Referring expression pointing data

= Beginning of Section =

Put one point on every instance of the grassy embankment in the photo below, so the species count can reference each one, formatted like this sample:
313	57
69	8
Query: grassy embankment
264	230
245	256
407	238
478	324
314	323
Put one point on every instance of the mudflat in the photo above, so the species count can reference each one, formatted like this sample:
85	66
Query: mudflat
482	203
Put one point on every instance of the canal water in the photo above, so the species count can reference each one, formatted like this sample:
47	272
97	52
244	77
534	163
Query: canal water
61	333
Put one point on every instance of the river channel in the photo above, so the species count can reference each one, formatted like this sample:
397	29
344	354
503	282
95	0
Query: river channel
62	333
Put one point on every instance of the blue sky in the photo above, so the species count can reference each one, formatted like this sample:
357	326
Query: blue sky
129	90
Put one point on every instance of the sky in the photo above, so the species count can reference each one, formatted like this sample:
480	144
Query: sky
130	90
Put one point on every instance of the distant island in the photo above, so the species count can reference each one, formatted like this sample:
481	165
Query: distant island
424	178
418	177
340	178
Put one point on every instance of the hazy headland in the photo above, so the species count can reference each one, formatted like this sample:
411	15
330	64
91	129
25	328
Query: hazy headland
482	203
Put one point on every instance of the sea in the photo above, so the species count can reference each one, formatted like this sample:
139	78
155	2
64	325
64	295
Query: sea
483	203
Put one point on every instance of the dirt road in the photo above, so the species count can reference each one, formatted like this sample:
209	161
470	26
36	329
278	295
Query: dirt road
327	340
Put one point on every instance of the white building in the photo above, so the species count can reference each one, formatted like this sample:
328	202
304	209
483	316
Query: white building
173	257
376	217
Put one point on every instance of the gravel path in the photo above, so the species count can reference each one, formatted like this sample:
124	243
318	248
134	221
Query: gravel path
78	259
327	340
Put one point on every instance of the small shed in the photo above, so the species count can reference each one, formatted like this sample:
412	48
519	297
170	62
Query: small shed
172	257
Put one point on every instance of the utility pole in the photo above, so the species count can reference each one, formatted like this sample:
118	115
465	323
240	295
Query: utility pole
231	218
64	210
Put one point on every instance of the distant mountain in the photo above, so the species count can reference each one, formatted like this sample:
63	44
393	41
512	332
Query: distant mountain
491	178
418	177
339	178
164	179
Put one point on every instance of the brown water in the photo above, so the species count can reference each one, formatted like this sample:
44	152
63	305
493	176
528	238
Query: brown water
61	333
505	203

= End of Section =

▶ PROBLEM
Reproduce exactly the line that contains "Query: gravel path" together with each line after it to the end of the entries; include no other lines.

▶ WRITTEN RESPONSE
Query: gravel path
78	259
327	340
Put one point on every instance of the small shed in the photo above, so the species count can reference each one, formatted like this sample:
412	48
519	297
170	62
Query: small shed
172	257
Put one point on every instance of the utility pole in the photo above, so the species count can reference each one, formatted like this sample:
118	115
465	323
240	295
Query: utility pole
231	218
64	210
Put one point on every instance of the distant mountain in the photo above, so the species count can reference each one, formatted like this sample:
63	44
393	41
512	332
Query: distant mountain
491	178
418	177
339	178
164	179
Put one point on every instance of the brown water in the photo above, so the species count can reference each one, formatted like this sample:
44	152
63	305
493	176
528	238
Query: brown water
61	333
505	203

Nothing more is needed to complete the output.